Records shown:
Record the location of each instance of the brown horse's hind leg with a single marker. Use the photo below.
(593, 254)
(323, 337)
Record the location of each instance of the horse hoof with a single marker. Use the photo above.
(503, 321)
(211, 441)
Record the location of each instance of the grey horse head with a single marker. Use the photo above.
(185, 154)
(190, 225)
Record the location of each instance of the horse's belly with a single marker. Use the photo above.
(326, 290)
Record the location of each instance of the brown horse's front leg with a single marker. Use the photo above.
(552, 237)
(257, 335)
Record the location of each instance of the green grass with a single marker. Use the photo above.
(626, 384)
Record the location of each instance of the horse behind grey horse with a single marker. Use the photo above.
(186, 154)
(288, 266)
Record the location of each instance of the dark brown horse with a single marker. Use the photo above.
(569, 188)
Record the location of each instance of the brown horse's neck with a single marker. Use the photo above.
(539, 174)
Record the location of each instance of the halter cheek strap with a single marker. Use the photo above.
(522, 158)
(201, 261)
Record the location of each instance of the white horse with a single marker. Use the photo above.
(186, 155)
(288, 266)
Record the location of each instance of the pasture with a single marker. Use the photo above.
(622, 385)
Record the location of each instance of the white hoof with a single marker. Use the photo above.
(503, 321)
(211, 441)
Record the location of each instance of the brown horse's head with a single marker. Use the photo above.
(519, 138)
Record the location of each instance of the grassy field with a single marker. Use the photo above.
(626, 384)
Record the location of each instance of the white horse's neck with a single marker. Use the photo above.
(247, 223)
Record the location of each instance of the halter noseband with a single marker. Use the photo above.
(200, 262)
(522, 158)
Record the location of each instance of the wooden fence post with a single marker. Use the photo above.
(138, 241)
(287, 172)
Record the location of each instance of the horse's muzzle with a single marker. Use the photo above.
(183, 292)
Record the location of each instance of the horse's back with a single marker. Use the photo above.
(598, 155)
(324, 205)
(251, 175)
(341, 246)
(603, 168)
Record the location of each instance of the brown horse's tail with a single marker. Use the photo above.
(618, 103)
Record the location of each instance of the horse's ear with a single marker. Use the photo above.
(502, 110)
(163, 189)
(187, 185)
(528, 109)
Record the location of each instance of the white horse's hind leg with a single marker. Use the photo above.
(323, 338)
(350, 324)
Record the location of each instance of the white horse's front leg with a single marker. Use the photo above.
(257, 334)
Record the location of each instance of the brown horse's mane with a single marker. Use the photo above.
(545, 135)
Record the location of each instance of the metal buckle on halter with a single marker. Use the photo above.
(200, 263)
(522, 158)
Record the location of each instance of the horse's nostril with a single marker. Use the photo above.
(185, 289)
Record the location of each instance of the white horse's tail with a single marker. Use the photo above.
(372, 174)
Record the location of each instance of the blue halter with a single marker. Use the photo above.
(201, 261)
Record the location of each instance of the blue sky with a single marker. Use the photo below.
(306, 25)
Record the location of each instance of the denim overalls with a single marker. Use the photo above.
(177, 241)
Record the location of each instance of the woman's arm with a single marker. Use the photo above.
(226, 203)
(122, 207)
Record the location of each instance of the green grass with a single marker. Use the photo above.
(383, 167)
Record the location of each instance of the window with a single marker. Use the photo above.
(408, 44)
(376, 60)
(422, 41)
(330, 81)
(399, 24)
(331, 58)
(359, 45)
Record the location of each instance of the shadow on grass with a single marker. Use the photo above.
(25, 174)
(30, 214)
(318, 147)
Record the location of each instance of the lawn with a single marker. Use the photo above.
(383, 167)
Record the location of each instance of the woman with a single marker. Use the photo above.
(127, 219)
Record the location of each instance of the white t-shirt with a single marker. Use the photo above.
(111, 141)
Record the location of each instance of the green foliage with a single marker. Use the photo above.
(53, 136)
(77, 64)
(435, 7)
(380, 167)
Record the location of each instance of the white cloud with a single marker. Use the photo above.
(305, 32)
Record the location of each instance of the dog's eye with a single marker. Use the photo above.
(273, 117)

The task:
Can you update the lines from the one that contains "Record the location of each instance of the shadow" through the last line above, swapping "single marker" for "single dot" and leaving everything else unchanged?

Finished exercise:
Record the location of each instance of the shadow on grass with a single dot. Use the photo above.
(25, 174)
(30, 214)
(318, 147)
Record the location of each instance of the lawn with a single dot. Use the photo above.
(383, 167)
Record the location of each instance of the woman with a single dot. Use the photo above.
(127, 219)
Record the location of each instance of the white t-shirt with a single dot. Use the photo above.
(111, 141)
Record the location of each instance of the green foliage with a single dot. Use the photo above.
(53, 136)
(77, 64)
(435, 7)
(380, 167)
Record the location of each instance of the white cloud with a single dot. Use the photo above.
(305, 32)
Record the location of each instance of the dog's eye with a single dot. Use the photo above.
(273, 117)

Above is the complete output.